:: SOURCE DOCUMENT ::

The intervention teachers retained their first aid knowledge and skills three months after the training. However, there was a slight statistically significant decline in mean first knowledge (20.8 ± 2.3 to 18.2 ± 2.0, p < 0.05) and first aid skills (12.7 ± 1.8 to 9.6 ± 2.3, p < 0.05) scores. This trend was also reported by Sangowawa et al. [23] in their study among Nigerian drivers. The slight decline in first aid knowledge and skills might be because our study teachers did not record injuries that require first aid among students in the three-month window period. Therefore, they could not practice the acquired skills suggesting a refresher training may be required to maintain skills gained.
Interestingly, we found an association between first aid knowledge and teachers' age and years of teaching experience. However, age and years of experience did not correlate with the teacher's ability to give appropriate first aid care to injured students. Our finding of no association between teachers' ability to deliver first aid to injured students and teachers' characteristics agrees with the findings by Lubrano et al. [21] in Italy.
This study has a few limitations. Firstly, we could not enroll much more than the minimum sample size because it was not feasible to assess and train all teachers in Ibadan, given that the cost of training a teacher was about $50. Therefore, our baseline findings of poor first aid knowledge and skills may not be generalized to Oyo State and Nigeria. Secondly, the study did not consider prospective documentation of injuries in the three-month post-intervention window. Therefore, it is unclear if the decline in knowledge and skills among intervention teachers may not be said to be due to a lack of practice.

:::

QUESTIONS
1. According to the first aid study passage, about how much did it cost to train one teacher?
2. Return the stretch of the first aid study passage from "This study has" through "lack of practice.".
3. Resume the first aid study passage from the point at which it stops.

:: EXTRACTED RECORDS ::

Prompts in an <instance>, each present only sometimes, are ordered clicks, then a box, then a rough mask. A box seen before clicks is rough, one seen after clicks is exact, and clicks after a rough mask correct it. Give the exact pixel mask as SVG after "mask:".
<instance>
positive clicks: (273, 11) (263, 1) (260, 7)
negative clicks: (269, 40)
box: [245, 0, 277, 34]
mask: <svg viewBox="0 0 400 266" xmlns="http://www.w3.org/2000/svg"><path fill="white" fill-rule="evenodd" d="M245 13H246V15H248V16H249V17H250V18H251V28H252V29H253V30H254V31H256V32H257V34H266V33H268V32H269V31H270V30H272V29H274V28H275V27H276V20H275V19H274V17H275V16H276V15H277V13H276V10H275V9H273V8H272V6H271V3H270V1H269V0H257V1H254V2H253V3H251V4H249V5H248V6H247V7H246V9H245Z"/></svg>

:::

REPLIES
1. About $50.

2.
This study has a few limitations. Firstly, we could not enroll much more than the minimum sample size because it was not feasible to assess and train all teachers in Ibadan, given that the cost of training a teacher was about $50. Therefore, our baseline findings of poor first aid knowledge and skills may not be generalized to Oyo State and Nigeria. Secondly, the study did not consider prospective documentation of injuries in the three-month post-intervention window. Therefore, it is unclear if the decline in knowledge and skills among intervention teachers may not be said to be due to a lack of practice.

3.
Conclusion
First aid knowledge and skills among primary school teachers in Ibadan were poor at baseline. The training program led to a significant and sustained improvement in teachers' first aid capacity. This study suggests that primary school teachers can be trained to provide appropriate and timely basic care for students injured at school. We, therefore, recommend that education regulatory authorities and policymakers in Nigeria and similar resource-limited settings institute policies that mandate that teachers undergo compulsory first aid training, with regular refresher training to sustain teachers' first aid capacity. These interventions should be accompanied by monitoring the use of first aid skills by teachers, and concrete efforts to make schools safer for children.
What is known about this topic
- Children of school age are at high risk of physical injury in school;
- The school environment in many resource-limited settings is often not designed to ensure the safety of children;
- Primary school teachers are largely responsible for the protection and safety of pupils during school hours, but their knowledge and skills to deliver first aid are limited.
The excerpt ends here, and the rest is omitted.